━━━ Text ━━━

An Interview with James Peyer of Apollo Ventures

James Peyer of Apollo Ventures has a good sense of the biotechnology industry. If you are engaged in starting up a new biotechnology company, then he should be high on the list of folk to talk to while in the process of learning how it is that life science funding and development works in practice. The presently young longevity industry must initially fit into the existing life science ecosystem, even though it is destined to outgrow and eventually become enormously larger than that ecosystem. Half of humanity at any given time is the size of the market for rejuvenation therapies, vastly larger than the equivalent markets for any present medical technology intended to treat clinical disease after it emerges. Today just a handful of companies are taking the first steps in the creation of this ultimately gargantuan industry. Tomorrow comes the flood.

What turned you on to the field of anti-aging biology?

I became a scientist because I felt like we were treating the diseases of aging the wrong way. We were waiting for people to get cancer or Alzheimer's disease or something and then trying to do something about it, which felt totally backwards to me. By the time the diseases rear their heads they're at such a level of complexity that biologically, walking them backwards is an enormous - and maybe in many cases insurmountable - challenge.

━━━ Data for review ━━━

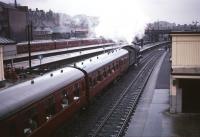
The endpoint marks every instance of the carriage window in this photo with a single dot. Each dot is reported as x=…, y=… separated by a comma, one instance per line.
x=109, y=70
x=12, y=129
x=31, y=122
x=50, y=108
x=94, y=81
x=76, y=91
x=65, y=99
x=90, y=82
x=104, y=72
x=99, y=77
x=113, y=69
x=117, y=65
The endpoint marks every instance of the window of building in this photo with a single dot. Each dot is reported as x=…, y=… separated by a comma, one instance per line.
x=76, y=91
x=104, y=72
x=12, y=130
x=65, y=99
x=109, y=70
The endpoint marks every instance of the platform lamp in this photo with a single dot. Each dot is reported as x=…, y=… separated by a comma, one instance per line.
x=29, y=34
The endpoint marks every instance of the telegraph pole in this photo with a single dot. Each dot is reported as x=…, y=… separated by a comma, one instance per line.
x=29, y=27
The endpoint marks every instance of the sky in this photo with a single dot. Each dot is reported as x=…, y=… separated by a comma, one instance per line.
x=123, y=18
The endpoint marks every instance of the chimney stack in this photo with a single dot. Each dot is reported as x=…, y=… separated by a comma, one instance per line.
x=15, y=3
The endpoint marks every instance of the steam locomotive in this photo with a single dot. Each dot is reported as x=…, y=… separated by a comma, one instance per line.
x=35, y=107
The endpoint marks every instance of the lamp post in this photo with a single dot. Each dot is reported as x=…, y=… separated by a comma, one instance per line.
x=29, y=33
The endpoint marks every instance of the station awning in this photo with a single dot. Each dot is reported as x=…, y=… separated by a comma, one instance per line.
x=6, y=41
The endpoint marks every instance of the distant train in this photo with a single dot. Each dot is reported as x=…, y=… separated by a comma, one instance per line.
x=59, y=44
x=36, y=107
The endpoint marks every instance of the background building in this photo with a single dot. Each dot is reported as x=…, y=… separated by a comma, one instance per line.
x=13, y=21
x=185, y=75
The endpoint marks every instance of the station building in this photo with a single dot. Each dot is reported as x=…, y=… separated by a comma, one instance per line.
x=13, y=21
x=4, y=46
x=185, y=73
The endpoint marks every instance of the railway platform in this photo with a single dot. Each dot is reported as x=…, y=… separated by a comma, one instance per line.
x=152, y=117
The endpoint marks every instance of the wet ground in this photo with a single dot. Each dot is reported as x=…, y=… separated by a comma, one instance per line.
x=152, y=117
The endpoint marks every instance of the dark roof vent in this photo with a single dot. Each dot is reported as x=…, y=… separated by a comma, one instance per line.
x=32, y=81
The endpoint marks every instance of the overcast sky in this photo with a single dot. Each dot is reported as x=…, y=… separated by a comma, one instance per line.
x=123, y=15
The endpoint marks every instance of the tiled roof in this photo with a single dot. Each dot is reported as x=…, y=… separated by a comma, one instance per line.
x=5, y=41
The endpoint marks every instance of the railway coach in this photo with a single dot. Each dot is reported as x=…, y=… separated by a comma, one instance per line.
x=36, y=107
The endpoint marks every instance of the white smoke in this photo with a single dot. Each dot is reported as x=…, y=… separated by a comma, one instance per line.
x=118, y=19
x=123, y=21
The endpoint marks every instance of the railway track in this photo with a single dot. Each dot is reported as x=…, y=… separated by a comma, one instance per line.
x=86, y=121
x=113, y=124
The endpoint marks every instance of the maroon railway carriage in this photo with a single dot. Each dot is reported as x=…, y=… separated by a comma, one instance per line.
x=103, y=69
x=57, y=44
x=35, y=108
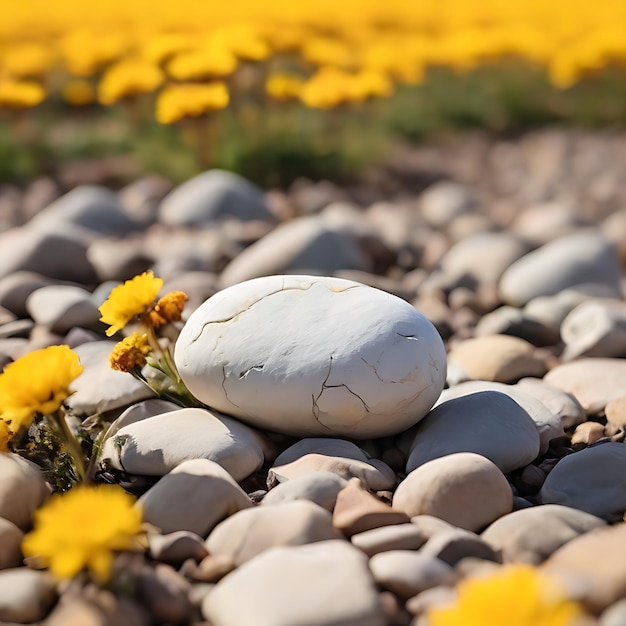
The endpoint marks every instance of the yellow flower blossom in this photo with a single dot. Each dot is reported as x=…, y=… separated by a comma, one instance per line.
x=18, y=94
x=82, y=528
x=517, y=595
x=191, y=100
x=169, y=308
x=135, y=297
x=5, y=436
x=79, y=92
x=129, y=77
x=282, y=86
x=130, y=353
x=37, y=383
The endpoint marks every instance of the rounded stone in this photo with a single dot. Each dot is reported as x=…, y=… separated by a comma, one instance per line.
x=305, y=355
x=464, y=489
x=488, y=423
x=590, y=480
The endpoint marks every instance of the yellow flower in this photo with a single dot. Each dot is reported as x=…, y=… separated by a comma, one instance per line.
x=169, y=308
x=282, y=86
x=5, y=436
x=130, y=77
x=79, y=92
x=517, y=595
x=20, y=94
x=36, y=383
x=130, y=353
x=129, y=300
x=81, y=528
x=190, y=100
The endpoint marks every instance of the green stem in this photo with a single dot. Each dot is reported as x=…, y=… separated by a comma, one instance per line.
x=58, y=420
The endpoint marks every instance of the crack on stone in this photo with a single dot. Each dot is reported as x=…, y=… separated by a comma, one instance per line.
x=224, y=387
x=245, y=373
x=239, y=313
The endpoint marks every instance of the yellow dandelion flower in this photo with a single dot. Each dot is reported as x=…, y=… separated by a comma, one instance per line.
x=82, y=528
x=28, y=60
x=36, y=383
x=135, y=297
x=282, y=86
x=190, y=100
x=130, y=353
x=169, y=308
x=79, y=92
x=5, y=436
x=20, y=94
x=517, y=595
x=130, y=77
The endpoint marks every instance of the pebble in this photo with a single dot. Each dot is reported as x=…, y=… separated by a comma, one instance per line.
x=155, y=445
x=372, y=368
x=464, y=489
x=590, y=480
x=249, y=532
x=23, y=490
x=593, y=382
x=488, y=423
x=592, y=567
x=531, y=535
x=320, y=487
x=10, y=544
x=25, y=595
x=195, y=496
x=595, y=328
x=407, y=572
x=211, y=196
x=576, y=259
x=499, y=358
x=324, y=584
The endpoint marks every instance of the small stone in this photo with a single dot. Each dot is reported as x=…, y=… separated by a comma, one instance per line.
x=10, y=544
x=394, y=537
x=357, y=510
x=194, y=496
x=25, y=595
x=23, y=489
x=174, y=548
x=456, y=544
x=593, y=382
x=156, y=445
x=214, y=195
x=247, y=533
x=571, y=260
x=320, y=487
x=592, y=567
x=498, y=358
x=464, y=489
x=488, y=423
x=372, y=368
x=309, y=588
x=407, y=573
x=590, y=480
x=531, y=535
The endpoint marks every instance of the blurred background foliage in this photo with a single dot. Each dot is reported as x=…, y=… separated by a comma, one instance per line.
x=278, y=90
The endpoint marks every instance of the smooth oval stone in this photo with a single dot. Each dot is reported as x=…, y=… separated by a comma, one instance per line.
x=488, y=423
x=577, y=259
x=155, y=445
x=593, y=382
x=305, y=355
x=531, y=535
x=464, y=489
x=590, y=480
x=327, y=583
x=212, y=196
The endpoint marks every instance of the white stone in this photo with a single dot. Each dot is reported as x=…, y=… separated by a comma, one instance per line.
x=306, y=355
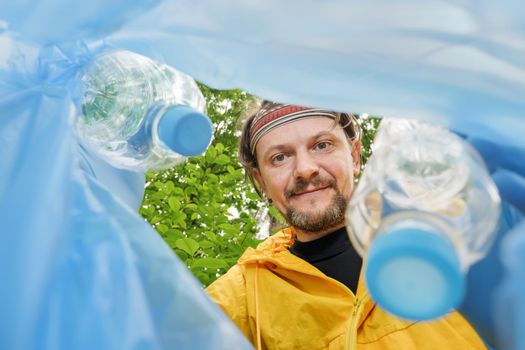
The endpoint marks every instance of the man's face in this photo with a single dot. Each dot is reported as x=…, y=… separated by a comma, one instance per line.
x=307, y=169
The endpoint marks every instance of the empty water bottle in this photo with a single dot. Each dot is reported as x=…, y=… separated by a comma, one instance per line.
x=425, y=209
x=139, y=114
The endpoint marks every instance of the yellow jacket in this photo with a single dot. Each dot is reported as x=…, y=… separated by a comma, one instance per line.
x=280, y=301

━━━
━━━ Data for review ━━━

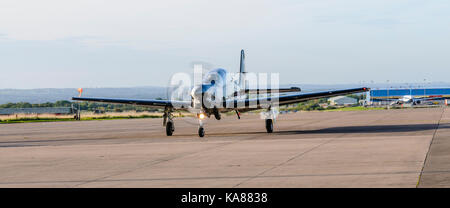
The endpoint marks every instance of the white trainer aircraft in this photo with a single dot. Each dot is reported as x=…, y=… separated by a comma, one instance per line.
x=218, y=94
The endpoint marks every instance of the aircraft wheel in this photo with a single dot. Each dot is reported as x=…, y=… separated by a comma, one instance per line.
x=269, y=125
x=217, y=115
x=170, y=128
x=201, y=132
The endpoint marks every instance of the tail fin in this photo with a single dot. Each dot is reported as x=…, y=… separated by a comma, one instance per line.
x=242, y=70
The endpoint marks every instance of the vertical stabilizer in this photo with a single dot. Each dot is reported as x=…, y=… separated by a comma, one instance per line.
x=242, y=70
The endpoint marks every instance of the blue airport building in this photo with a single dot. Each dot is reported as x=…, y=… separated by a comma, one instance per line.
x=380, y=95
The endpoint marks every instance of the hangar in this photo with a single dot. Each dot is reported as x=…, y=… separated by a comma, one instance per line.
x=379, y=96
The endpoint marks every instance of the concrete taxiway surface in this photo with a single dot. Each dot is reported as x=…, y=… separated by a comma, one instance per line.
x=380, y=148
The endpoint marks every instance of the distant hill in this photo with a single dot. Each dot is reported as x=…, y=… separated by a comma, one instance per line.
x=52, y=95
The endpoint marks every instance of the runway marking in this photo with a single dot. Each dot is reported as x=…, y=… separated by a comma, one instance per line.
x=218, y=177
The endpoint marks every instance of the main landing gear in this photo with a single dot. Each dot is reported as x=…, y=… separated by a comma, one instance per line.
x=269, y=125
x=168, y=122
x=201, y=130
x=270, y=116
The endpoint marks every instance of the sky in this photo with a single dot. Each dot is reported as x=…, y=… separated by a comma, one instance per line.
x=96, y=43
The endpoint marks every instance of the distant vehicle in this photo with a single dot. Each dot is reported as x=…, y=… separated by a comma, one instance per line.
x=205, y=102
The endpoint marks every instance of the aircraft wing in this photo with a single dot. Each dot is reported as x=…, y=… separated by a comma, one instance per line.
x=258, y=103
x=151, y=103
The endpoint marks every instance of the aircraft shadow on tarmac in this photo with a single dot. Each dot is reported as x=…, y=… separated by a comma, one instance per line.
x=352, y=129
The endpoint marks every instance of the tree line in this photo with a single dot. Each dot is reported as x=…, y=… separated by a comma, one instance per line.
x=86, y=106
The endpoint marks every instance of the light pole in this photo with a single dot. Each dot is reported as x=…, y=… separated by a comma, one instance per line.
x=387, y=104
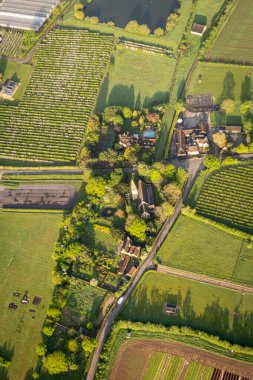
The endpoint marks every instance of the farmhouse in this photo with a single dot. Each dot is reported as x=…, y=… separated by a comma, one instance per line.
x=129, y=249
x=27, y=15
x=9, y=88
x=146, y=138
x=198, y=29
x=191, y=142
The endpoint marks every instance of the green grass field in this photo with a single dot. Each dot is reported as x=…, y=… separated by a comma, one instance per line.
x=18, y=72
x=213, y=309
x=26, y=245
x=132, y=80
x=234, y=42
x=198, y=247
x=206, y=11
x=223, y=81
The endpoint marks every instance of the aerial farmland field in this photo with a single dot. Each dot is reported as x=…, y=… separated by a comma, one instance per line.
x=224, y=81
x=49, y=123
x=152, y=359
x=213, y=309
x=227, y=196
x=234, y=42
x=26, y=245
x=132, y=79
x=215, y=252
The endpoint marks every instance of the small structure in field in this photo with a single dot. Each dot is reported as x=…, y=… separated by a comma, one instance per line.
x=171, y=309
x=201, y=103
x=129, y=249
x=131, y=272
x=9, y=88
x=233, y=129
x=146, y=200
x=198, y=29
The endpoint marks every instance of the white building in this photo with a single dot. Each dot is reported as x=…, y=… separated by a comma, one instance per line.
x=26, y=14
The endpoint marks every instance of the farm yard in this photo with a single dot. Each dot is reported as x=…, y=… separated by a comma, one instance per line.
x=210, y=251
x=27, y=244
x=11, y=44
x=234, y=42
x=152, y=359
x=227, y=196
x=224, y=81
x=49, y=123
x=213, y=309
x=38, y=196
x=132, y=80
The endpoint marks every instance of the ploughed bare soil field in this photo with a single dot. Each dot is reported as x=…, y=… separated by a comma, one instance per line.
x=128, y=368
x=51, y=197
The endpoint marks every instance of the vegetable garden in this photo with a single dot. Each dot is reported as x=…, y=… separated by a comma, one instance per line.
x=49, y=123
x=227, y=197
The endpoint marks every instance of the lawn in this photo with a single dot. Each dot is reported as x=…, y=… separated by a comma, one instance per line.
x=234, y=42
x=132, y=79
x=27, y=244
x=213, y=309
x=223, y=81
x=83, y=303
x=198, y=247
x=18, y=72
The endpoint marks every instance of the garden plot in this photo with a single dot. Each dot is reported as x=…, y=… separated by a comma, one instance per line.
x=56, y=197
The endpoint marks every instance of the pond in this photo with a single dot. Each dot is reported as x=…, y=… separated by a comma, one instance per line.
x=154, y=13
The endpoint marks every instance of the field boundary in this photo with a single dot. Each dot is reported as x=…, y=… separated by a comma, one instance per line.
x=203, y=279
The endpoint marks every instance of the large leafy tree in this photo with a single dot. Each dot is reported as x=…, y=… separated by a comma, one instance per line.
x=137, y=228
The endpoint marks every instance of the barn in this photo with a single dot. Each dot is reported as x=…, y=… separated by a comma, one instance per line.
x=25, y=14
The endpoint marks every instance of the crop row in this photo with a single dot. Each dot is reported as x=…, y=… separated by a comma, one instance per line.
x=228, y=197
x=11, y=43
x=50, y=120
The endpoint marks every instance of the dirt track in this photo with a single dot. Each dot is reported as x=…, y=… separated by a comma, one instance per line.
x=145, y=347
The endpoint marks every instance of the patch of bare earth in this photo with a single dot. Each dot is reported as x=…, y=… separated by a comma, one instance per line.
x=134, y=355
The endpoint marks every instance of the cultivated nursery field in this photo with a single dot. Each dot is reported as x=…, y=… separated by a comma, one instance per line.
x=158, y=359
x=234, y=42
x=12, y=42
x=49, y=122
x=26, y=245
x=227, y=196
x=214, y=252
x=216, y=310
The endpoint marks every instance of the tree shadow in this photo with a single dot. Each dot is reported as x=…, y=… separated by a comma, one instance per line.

━━━

**Check your understanding:**
[A] Restate the interview from the words containing "What turned you" through "many cases insurmountable - challenge.", renaming "scientist" as "researcher".
[B] Summarize the interview in two sentences.

**List of answers:**
[A]
What turned you on to the field of anti-aging biology?

I became a researcher because I felt like we were treating the diseases of aging the wrong way. We were waiting for people to get cancer or Alzheimer's disease or something and then trying to do something about it, which felt totally backwards to me. By the time the diseases rear their heads they're at such a level of complexity that biologically, walking them backwards is an enormous - and maybe in many cases insurmountable - challenge.

[B] James Peyer of Apollo Ventures is introduced as a good source on how life science funding works, and the introduction holds that the young longevity industry must first fit into the existing life science ecosystem before growing far larger than it, with a market of half of humanity. Peyer says he became a scientist because waiting for diseases of aging such as cancer or Alzheimer's disease to appear before treating them seemed backwards, since by then their complexity makes reversing them an enormous and perhaps insurmountable challenge.